### WHAT YOU ARE ASKED TO DO:
Determine how many lines in the records that follow hold the string "POINT". Only that number should be returned.

(Saved data entries)
»»

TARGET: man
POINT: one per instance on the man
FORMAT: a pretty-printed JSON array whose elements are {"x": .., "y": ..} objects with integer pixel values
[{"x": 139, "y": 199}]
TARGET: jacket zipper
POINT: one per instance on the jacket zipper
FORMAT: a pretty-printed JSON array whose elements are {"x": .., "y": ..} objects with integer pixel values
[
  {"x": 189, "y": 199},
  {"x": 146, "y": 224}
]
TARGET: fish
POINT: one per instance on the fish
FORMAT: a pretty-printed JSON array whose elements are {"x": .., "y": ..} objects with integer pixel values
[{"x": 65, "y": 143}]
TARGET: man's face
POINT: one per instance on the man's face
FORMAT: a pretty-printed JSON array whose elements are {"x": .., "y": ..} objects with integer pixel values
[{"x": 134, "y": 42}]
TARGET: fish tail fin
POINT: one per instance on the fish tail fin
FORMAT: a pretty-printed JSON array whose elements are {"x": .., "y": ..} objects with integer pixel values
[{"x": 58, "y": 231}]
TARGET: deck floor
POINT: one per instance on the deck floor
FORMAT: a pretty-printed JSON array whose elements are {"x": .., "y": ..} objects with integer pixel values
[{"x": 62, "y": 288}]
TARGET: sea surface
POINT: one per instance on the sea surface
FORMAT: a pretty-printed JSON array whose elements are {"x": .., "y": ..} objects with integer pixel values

««

### REPLY:
7